_WHAT THIS EXERCISE ASKS_
1 > Return the part of the article on the AI audit of Cloudflare's CIRCL library that runs from "Cloudflare's CIRCL cryptography" up to and including "Cloudflare's HackerOne program.", copied word for word.
2 > In the article on the AI audit of Cloudflare's CIRCL library, translate this sentence into French: "Humans on zkSecurity's team validated each issue, checked exploitability, minimized proof-of-concept code where needed, and handled disclosure."

Cloudflare's CIRCL cryptography library underpins experimental privacy and post quantum systems.
When zkSecurity ran its AI audit pipeline against Cloudflare's CIRCL, an experimental cryptography library for privacy and post-quantum systems, it surfaced seven real bugs. The list reads like a stress test of the field's most trusted layer: a float64 precision loss in threshold RSA polynomial evaluation, a DLEQ proof forgery, a BLS aggregate verification gap, and a complete access-control break in attribute-based encryption. All seven are fixed upstream, and most were paid out under Cloudflare's HackerOne program.
Cloudflare built CIRCL as a home for advanced and post-quantum primitives: curve operations used in threshold signing, BLS aggregation, HPKE, and identity-based encryption. A bug in any of those code paths can outlive the project that imports it, which is why the bug list, published this week by zkSecurity, reads less like a project postmortem than an inventory of where AI auditors actually point.
The pipeline that found them is called zkao. The experiment ran it in two configurations: a plain LLM with a simple prompt, and a second LLM paired with curated skills maintained by zkSecurity's human researchers, encoding years of cryptographic audit know-how into routines the agent could call. On CIRCL, the second configuration did almost all of the work. Six of the seven bugs were credited to Claude Opus 4.6 with skills, one to GPT-5.3 with skills, and only the seventh, the CP-ABE access-control break, came from zkao operating on its own. The split matches the argument zkSecurity has been making in print: AI auditors need domain scaffolding to surface the bugs real cryptography hides, and prompts alone plateau quickly.
Humans on zkSecurity's team validated each issue, checked exploitability, minimized proof-of-concept code where needed, and handled disclosure. That human-in-the-loop step still matters because AI candidates are cheap while trustworthy reports are not, and the CP-ABE finding is the only one in this batch where the agent reached the finish line without a human reviewer steering it.

_DATA RECORDS_

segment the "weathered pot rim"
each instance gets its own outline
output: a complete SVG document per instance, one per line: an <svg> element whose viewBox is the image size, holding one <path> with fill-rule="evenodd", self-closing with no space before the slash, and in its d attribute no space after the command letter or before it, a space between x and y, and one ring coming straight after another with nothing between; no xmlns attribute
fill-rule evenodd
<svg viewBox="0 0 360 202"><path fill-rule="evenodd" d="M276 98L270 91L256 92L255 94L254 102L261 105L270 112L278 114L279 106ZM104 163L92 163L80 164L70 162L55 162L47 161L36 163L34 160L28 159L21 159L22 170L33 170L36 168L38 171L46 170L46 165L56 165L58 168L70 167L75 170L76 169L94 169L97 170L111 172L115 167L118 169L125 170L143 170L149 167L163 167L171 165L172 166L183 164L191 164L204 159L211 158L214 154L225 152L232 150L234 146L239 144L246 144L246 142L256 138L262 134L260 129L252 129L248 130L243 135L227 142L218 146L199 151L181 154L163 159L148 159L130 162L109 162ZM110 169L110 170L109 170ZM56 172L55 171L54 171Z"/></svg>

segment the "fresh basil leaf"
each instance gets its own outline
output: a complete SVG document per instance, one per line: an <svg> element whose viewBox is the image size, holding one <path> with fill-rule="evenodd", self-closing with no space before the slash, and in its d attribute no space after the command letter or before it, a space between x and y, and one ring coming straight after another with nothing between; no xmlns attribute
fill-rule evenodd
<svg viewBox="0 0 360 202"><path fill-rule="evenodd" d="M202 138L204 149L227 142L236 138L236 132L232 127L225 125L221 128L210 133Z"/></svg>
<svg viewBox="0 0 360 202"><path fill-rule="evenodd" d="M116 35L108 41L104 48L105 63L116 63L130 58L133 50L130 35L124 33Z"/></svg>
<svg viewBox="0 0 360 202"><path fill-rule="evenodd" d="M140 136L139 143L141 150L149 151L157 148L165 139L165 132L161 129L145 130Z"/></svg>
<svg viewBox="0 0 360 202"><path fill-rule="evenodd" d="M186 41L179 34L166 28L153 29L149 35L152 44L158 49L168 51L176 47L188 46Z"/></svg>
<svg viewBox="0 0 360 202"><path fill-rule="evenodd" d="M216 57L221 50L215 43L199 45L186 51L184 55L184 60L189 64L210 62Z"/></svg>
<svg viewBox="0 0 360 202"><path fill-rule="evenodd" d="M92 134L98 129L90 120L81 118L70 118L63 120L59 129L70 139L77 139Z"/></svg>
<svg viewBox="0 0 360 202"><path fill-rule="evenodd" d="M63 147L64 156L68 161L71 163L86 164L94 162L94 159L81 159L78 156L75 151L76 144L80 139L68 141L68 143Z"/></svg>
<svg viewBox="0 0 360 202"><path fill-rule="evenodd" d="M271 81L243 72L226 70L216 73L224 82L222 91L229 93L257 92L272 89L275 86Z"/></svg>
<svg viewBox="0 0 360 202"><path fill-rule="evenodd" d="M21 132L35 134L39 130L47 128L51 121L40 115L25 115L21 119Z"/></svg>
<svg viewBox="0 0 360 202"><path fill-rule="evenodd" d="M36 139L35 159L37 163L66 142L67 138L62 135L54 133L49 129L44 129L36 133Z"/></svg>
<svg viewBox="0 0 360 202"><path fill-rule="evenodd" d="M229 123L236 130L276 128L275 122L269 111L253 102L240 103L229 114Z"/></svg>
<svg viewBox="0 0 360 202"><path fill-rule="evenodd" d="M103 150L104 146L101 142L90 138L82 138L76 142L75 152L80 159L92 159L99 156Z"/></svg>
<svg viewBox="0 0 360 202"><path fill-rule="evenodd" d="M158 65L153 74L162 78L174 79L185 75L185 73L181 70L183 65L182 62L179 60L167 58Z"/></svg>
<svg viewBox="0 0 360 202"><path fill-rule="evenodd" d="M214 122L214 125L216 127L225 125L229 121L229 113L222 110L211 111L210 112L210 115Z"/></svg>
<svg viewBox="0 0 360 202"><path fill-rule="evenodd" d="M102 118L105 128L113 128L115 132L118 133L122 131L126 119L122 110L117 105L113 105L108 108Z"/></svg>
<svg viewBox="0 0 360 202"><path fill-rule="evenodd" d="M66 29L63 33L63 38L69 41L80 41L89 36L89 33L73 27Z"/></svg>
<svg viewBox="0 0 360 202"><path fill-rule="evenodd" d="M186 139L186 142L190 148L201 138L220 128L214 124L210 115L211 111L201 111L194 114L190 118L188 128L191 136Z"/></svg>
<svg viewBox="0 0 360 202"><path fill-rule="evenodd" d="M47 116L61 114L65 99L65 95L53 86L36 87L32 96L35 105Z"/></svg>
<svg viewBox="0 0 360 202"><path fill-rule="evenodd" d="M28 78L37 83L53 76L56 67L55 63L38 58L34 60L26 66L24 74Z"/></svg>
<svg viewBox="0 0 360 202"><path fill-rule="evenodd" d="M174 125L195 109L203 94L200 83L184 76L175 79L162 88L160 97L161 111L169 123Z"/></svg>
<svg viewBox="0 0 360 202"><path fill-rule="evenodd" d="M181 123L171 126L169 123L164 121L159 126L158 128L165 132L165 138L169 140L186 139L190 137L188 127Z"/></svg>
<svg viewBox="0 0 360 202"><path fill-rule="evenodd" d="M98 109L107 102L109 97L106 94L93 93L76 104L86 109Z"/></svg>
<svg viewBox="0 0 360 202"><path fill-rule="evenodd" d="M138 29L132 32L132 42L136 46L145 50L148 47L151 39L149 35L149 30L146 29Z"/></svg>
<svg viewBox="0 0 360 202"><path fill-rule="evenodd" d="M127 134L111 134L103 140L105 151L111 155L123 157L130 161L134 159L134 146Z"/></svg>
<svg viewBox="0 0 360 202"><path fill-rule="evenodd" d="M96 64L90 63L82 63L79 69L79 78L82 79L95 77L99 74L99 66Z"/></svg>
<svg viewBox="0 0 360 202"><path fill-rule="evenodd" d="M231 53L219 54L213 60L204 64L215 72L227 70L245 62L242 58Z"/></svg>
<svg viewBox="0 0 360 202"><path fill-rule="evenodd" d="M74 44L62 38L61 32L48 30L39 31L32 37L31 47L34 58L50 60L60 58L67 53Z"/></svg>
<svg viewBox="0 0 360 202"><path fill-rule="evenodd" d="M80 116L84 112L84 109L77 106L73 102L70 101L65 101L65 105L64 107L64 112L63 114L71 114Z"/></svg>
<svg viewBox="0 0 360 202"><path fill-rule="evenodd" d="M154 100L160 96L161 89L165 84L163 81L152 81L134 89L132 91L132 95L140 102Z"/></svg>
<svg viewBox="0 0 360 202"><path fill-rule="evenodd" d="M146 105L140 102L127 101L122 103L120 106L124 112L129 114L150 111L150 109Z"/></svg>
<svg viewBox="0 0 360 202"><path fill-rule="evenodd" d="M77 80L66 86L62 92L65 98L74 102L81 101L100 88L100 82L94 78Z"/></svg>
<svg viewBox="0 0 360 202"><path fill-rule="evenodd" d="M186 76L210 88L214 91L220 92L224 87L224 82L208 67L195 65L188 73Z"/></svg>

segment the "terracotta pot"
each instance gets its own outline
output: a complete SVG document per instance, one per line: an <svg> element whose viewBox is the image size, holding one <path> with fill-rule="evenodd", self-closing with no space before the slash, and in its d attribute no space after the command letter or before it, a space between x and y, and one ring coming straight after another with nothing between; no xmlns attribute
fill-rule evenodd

==

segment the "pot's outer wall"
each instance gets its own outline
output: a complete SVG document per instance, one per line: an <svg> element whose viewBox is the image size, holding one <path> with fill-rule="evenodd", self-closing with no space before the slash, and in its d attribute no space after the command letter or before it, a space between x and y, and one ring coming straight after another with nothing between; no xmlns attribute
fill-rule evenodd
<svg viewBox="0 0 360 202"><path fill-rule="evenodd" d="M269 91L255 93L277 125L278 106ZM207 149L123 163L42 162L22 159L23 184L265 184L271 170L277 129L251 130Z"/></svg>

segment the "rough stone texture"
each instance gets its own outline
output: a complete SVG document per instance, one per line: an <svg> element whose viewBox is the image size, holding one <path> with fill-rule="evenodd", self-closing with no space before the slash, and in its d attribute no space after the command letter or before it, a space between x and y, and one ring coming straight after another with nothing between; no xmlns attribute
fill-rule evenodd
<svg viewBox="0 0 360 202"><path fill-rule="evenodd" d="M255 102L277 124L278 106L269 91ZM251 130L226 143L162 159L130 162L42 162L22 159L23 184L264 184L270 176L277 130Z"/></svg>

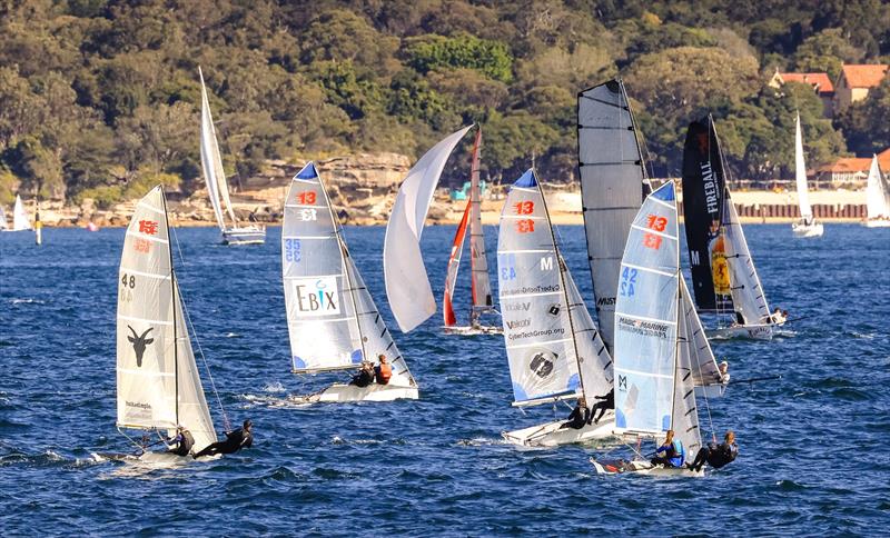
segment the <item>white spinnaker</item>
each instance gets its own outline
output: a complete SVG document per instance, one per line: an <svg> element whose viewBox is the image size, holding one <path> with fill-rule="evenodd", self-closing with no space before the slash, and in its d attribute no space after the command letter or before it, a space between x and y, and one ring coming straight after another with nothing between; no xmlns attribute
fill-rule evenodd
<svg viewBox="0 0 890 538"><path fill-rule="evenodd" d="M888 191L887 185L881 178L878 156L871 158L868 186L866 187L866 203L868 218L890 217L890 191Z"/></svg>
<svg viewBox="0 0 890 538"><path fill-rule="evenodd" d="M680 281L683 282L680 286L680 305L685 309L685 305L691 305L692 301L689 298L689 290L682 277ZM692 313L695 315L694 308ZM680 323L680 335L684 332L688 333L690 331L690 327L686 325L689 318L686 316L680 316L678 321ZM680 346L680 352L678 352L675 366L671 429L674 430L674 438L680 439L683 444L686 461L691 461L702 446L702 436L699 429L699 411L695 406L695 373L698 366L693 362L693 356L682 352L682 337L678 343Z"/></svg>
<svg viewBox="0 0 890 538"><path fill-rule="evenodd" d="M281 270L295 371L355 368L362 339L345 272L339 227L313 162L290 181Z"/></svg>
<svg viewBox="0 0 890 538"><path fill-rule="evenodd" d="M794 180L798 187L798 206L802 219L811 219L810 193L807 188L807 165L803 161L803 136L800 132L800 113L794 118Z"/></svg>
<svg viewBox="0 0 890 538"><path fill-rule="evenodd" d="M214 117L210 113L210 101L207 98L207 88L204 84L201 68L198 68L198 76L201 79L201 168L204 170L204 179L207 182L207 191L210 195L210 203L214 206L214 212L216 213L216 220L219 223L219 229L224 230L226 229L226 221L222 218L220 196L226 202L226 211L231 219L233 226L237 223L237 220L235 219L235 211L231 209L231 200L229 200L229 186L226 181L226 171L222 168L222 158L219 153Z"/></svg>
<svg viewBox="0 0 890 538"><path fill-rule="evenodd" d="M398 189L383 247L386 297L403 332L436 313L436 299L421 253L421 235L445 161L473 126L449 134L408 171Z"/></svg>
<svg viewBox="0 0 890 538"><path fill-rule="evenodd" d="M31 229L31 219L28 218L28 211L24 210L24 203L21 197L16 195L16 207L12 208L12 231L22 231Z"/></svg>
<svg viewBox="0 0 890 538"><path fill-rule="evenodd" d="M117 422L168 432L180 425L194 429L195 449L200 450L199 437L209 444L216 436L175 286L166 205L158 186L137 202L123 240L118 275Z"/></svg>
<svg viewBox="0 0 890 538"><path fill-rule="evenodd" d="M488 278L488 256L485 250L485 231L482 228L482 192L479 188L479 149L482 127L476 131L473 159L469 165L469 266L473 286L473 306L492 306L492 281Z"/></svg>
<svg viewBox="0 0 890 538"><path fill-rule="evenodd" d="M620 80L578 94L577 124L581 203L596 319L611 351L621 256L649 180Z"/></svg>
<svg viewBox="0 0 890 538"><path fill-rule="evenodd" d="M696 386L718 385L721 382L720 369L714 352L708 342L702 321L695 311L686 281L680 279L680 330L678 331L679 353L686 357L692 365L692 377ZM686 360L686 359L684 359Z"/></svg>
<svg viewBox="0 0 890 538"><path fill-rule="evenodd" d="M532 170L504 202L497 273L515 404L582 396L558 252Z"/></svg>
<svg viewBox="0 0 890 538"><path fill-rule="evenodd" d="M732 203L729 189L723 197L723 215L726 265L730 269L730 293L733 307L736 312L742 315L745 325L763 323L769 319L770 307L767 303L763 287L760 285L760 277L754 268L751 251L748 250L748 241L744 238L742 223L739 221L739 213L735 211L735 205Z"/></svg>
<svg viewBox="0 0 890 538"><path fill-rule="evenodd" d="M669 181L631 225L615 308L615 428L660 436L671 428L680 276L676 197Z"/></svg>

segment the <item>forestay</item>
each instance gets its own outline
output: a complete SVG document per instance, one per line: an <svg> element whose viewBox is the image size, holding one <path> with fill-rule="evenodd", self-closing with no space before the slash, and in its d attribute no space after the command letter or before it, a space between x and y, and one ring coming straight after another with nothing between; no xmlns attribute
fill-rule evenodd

...

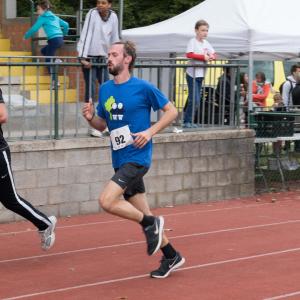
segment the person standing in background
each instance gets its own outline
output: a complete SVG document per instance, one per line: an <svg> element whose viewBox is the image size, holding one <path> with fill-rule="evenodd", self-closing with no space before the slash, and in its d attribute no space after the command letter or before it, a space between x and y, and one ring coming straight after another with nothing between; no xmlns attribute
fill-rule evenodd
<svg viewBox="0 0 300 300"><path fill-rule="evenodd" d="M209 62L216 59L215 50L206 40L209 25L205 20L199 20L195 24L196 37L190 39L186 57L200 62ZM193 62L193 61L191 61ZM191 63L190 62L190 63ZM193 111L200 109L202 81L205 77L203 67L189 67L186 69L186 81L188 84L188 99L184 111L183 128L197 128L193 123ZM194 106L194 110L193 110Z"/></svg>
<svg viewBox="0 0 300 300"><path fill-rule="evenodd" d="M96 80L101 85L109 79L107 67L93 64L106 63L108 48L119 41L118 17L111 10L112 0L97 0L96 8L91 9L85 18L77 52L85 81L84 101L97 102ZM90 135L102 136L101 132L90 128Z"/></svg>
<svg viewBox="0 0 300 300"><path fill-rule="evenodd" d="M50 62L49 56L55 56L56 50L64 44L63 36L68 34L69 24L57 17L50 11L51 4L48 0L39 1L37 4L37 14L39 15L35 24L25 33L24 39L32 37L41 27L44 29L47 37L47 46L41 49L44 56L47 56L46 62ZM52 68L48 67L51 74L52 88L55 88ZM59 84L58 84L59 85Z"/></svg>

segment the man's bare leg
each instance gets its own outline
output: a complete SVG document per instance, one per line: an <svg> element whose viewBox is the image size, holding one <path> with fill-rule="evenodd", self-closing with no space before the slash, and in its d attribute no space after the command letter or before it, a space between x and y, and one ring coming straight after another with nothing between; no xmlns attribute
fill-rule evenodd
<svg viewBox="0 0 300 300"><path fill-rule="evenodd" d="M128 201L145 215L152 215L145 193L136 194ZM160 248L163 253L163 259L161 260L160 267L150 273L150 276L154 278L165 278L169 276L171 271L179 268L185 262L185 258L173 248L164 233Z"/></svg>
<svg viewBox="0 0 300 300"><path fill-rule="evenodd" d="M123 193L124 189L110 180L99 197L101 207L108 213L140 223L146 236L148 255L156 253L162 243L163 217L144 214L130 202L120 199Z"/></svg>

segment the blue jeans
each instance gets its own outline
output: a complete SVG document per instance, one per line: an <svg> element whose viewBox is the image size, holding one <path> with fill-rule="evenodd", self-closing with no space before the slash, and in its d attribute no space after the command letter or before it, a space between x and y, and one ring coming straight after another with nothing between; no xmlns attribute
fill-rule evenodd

_ANSWERS BY ITEM NUMBER_
1 >
Cloudflare's CIRCL cryptography library underpins experimental privacy and post quantum systems.
When zkSecurity ran its AI audit pipeline against Cloudflare's CIRCL, an experimental cryptography library for privacy and post-quantum systems, it surfaced seven real bugs. The list reads like a stress test of the field's most trusted layer: a float64 precision loss in threshold RSA polynomial evaluation, a DLEQ proof forgery, a BLS aggregate verification gap, and a complete access-control break in attribute-based encryption. All seven are fixed upstream, and most were paid out under Cloudflare's HackerOne program.

2 > Des membres de l'équipe de zkSecurity ont validé chaque problème, vérifié son exploitabilité, réduit au minimum le code de preuve de concept lorsque c'était nécessaire et géré la divulgation.